• [Excerpt to read]:
##############################

What do you think of this? <http://sourceforge.net/projects/timeandmoney/>.

I haven't used the library, but its author (Eric Evans) is an old Smalltalker
who wrote a good book, _Domain Driven Design_ , in which the examples are in
Java. The book is immersed in OO but also kind of points the way beyond OO
into something more like "how to develop domain languages", which I find more
interesting.

------
slindstr
Yep, though it was internal to the company I used to work for. The project I
was on had probably one of the best teams I will ever be on - everyone (for
the most part) followed coding standards and if someone didn't then they were
called out on it. It was a pretty mature project, and though the source code
we inherited had been thrown together in haste, over time we refactored a good
deal of that code.

Whenever we had to write new code, we had to propose to our peers what we
intended on doing and how we intended on doing it. Keeping senior members of
the team in the loop kept the younger guys (like myself) in check when it came
to implementations and design pattern usage.

On top of that, a handful of the people on my team were RELIGIOUS about
writing comments first and then coding to the comments. All in all, it was a
great experience for me having been fresh out of undergrad.

------
jefflinwood
I've been developing in Java for a while, and a lot of Java code is ugly
because the "patterns" developers use are ugly. That's not to say that you
can't write great code in Java, but compare a Java app with JavaBean
getter/setters to Spring JDBC Template DAOs to a Rails app with ActiveRecord,
and it's no contest. Another source of ugliness is logging - logging libraries
that abstract away other logging libraries.

It was worse when EJB2 was the standard.

Take a look at the Play framework for some modern, non-enterprisey Java.

<http://www.playframework.org/>

##############################

• [Data section]:
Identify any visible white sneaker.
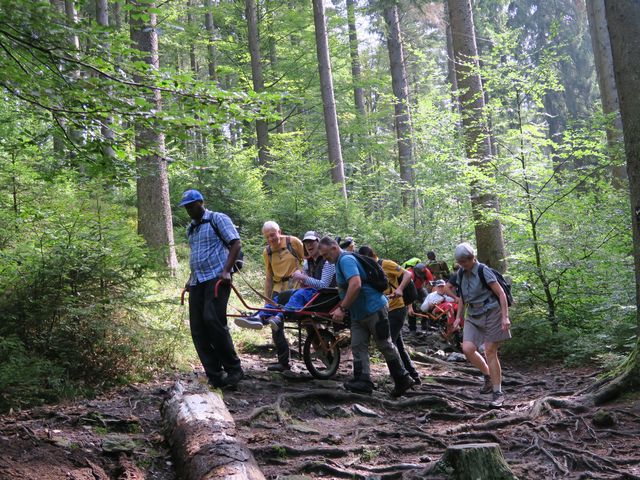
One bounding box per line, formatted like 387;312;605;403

##############################

• [Given exercise A]:
Decide whether each statement below agrees with the forum thread about Java code. Answer yes or no for each, and quote the deciding words of the thread exactly.
(i) The first reply says its writer has used the library.
(ii) The book _Domain Driven Design_ gives its examples in Java.
(iii) According to jefflinwood, things were better when EJB2 was the standard.
• [Given exercise B]:
Copy word for word the part of the forum thread about Java code that starts at "What do you" and ends at "interesting.".

• [Full answer A]:
(i) No: "I haven't used the library"
(ii) Yes: "in which the examples are in Java."
(iii) No: "It was worse when EJB2 was the standard."

• [Full answer B]:
What do you think of this? <http://sourceforge.net/projects/timeandmoney/>.

I haven't used the library, but its author (Eric Evans) is an old Smalltalker
who wrote a good book, _Domain Driven Design_ , in which the examples are in
Java. The book is immersed in OO but also kind of points the way beyond OO
into something more like "how to develop domain languages", which I find more
interesting.